Provided text:
— BEGIN —

We've always lived in really small houses, hard to get in trouble when mom is only 5 feet away from every room.

Ds was about 4 when I started letting him get up without one of us being awake. He's the sort of kid that it would never have occurred to him to do something he shouldn't. He just didn't have it in him. When dd started getting up without me at about 2, ds would give her some cereal and they would watch tv together.

By necessity I had to take the dog out and leave ds in the house, so he was 2 when I started doing that. I can see the play area from my window, so at about 4 I let them play out in the "woods" alone. I just let dd go super far (about 150 yards away, but there are houses in the way so I can't see where she is) last week, she's 8. Ds is almost 13 and he has the run of our town, as far as his bike will take him. There is one street he's not allowed to cross, heck, I hate crossing it in the car.

My answer is always going to be "it depends on the kid". My nephew couldn't handle any sort of responsibility, my ds was made for responsibility.


----------



## CA Country Girl (Aug 13, 2011)

I have a related one? My DD1 is 7.5. Can I leave her and my 16 month old DD in the car to dash in to pay for gas? Any longer? It would be so cool to leave a big kid playing a video game with a sleeping toddler for a few minutes to run an errand. I trust my DD, and my mom did this stuff all the time- even left my brother and I in the car while she grocery shopped at like 6 and 8 when we were fighting. I am wondering when nosy old ladies won't go grab a cop on me. Or at least when that cop would laugh her off.


----------



## AllisonR (May 5, 2006)

Quote:
Originally Posted by *mamazee* 

This is kind of related to the drinking thread but I have more thoughts unrelated to thinking.

How well do kids have to be supervised?
*YOu know I am going to say depends on the kid, culture, if there are siblings... But you are asking concrete questions, so I will give you concrete (and too long) answers of what has worked for us.*

For instance, at some age you can sleep in while your kid(s) are awake. How old do the kids have to be?
*Since 3 and 5. Our rule was you had to stay in bed until 7am, but if you woke up after that you could go downstairs and play. They came up whenever they needed us. Come to think of it, neither have come up to us in probably a year. They are now 7 and 9. This is obviously on weekends, on weekdays we are all up together for school and work. DS, the oldest, found out very early on that if he did not disturb us or wake us up, it meant more time on the computer for him. I also think this is probably early, but the reason it happened is one weekend morning at about 6am I woke up to music and asked DH if we had left a radio or tv on. No, DS, then 2.5 and still in diapers and with his teddy, had gone downstairs, turned on the computer, browsed to his folder and launched some game. I figured if he could do that, then maybe it was ok. I think at the time we said he had to come ask us first, and then when he was able to tell the time on the clock, which was around 3, then he could go down by himself if it was 7am or later. Before that he had to wait, which just meant he went back to sleep. DD was only 1 at the time, and sleeping with us, so a non issue. A year later they were sleeping together, so then the rule was he could go down if he didn't wake her up. And then at some point she was also up and they just went down together. I am very happy that DH and I get our time to sleep in, or whatever, on weekend mornings.*

How old do your kids have to be for you to soak in the bath while they're awake?

— END —

Records provided:
— BEGIN —

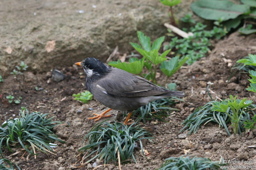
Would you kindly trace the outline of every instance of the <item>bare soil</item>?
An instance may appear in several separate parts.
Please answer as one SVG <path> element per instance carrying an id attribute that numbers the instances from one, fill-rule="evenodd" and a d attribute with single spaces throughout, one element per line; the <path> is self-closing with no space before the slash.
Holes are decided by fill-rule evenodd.
<path id="1" fill-rule="evenodd" d="M 256 149 L 248 147 L 255 145 L 256 131 L 249 134 L 244 132 L 241 135 L 232 135 L 229 137 L 223 128 L 211 123 L 201 127 L 196 134 L 187 135 L 188 132 L 185 132 L 182 133 L 186 134 L 184 138 L 178 136 L 180 134 L 179 131 L 182 127 L 180 123 L 183 121 L 197 107 L 210 101 L 207 92 L 205 92 L 207 83 L 213 83 L 210 89 L 214 99 L 216 96 L 225 98 L 231 94 L 237 95 L 240 98 L 255 100 L 255 94 L 245 89 L 249 84 L 248 74 L 238 73 L 229 82 L 227 81 L 236 61 L 248 53 L 256 53 L 255 39 L 255 35 L 245 36 L 234 33 L 216 43 L 209 56 L 192 65 L 182 67 L 168 80 L 168 83 L 174 82 L 177 85 L 177 90 L 185 92 L 184 99 L 186 102 L 172 106 L 180 111 L 173 113 L 167 118 L 166 120 L 169 122 L 158 121 L 155 124 L 151 122 L 155 120 L 152 120 L 145 123 L 155 138 L 154 143 L 147 142 L 144 144 L 144 148 L 150 153 L 147 156 L 151 161 L 141 156 L 138 149 L 135 157 L 138 163 L 132 162 L 122 165 L 122 169 L 158 168 L 164 159 L 179 157 L 183 155 L 186 150 L 189 151 L 187 154 L 191 156 L 207 157 L 213 160 L 219 160 L 221 156 L 225 159 L 253 159 L 255 161 L 251 165 L 256 167 Z M 27 161 L 25 158 L 20 158 L 21 154 L 10 158 L 23 170 L 61 170 L 73 169 L 70 167 L 71 166 L 79 165 L 81 157 L 77 157 L 77 150 L 83 146 L 83 138 L 95 124 L 86 118 L 91 117 L 93 113 L 100 113 L 108 108 L 94 100 L 84 104 L 73 100 L 73 94 L 86 89 L 82 69 L 75 65 L 54 68 L 65 74 L 64 80 L 59 83 L 51 80 L 51 72 L 42 74 L 25 72 L 24 76 L 16 78 L 13 76 L 4 78 L 4 82 L 0 83 L 2 122 L 18 117 L 19 109 L 21 107 L 24 107 L 31 111 L 50 113 L 55 116 L 56 120 L 64 123 L 54 128 L 56 134 L 66 141 L 65 144 L 55 142 L 58 144 L 55 149 L 57 155 L 40 153 L 36 159 L 31 157 Z M 162 84 L 165 80 L 163 75 L 158 79 L 158 82 Z M 36 86 L 43 90 L 36 91 Z M 9 104 L 5 98 L 10 94 L 15 97 L 21 97 L 21 103 Z M 89 107 L 93 110 L 90 110 Z M 79 110 L 82 112 L 77 112 Z M 117 112 L 111 111 L 110 113 L 116 115 Z M 116 119 L 118 121 L 122 121 L 121 117 Z M 4 153 L 6 156 L 10 154 L 6 151 Z M 118 169 L 116 165 L 110 164 L 98 169 Z M 90 165 L 88 167 L 87 166 L 80 169 L 90 168 Z"/>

— END —

Instructions for the task:
Print the stretch of the parenting thread from "My answer is" through "laugh her off.", keeping every word as it appears. The items after the thread are not needed here.

Correct result:
My answer is always going to be "it depends on the kid". My nephew couldn't handle any sort of responsibility, my ds was made for responsibility.


----------



## CA Country Girl (Aug 13, 2011)

I have a related one? My DD1 is 7.5. Can I leave her and my 16 month old DD in the car to dash in to pay for gas? Any longer? It would be so cool to leave a big kid playing a video game with a sleeping toddler for a few minutes to run an errand. I trust my DD, and my mom did this stuff all the time- even left my brother and I in the car while she grocery shopped at like 6 and 8 when we were fighting. I am wondering when nosy old ladies won't go grab a cop on me. Or at least when that cop would laugh her off.